** begin Raw data **

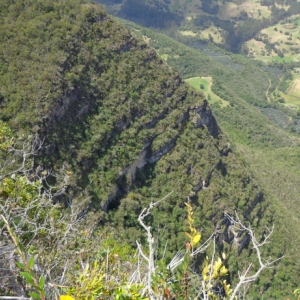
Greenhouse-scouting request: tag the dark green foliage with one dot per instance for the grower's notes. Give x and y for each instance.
(127, 128)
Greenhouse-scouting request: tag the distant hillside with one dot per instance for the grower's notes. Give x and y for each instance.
(128, 130)
(254, 125)
(227, 23)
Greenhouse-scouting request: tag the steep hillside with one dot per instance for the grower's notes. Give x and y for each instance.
(125, 126)
(258, 131)
(227, 23)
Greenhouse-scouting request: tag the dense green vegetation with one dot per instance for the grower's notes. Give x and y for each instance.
(127, 130)
(267, 150)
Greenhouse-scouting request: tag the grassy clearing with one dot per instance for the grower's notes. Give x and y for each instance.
(204, 84)
(285, 36)
(212, 32)
(253, 8)
(188, 33)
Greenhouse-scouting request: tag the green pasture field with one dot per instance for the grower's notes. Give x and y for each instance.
(206, 83)
(285, 36)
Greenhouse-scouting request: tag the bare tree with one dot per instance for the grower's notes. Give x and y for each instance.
(208, 289)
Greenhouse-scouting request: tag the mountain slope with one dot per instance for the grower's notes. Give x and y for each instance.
(268, 150)
(123, 124)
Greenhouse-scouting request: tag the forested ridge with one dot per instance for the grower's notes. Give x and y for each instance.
(105, 126)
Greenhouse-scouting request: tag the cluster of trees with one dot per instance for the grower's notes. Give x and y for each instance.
(55, 252)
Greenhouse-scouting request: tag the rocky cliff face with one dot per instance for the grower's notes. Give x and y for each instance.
(122, 123)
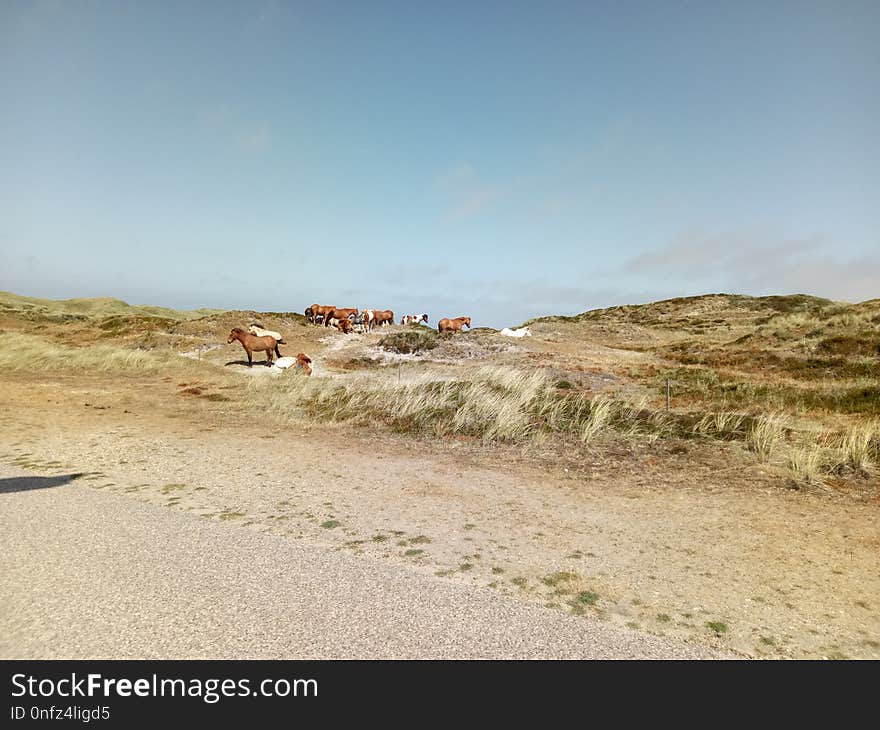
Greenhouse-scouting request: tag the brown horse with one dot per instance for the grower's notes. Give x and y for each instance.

** end Raw data **

Task brief:
Copy out every item above word for word, leaving the pictures out of your answer.

Task solution:
Greenhouse-scouting request: tag the dark green foliage with one dot per instance for the grower's notes. Give x and y for each instance.
(127, 128)
Greenhouse-scouting request: tag the distant hillside with one dot per instance for the grower's notes. Give x and y for each instance.
(128, 130)
(254, 125)
(227, 23)
Greenhouse-scouting request: tag the steep hillside with one dot per instance for the grower's notes. Give x and y for each instance.
(125, 126)
(258, 131)
(227, 23)
Greenhouse-scouting request: tag the dense green vegetation with one dot per instance for the grower's notes. Give x and y for each instance.
(127, 130)
(267, 150)
Greenhouse-scouting request: tag the grassy clearing with one dot per instance for the grower's notes. Give x and y for each instance.
(204, 84)
(285, 36)
(212, 32)
(253, 8)
(188, 33)
Greenhouse-scouting request: tag the green pasture field with one dot per instance for the grower's notes. Give x and y for each instance.
(206, 83)
(285, 36)
Greenhouse-scouting request: tag the bare tree with one dot per instance for the grower's notes. Give x and y for each instance.
(208, 289)
Greenhouse-scouting request: tag the mountain slope with one dot per instance for the grower's notes. Give x and y for each instance.
(268, 150)
(123, 124)
Greenhouse-scouting request: tag the forested ridge with one dot per instance for the grower's notes. Give x and y for each instance.
(105, 126)
Greenhouse-scouting request: tag the cluster of trees with one dot per instance for the grower's notes. Give x and y for each instance.
(55, 252)
Greenhouse-scouting request: tag the rocky cliff face with one dot per instance for the grower's notes. Give x and y for each instance.
(122, 123)
Greenhouse-scouting request: tag the brown horse with one dot per instance for the grower's notes. Give x and y for each instance.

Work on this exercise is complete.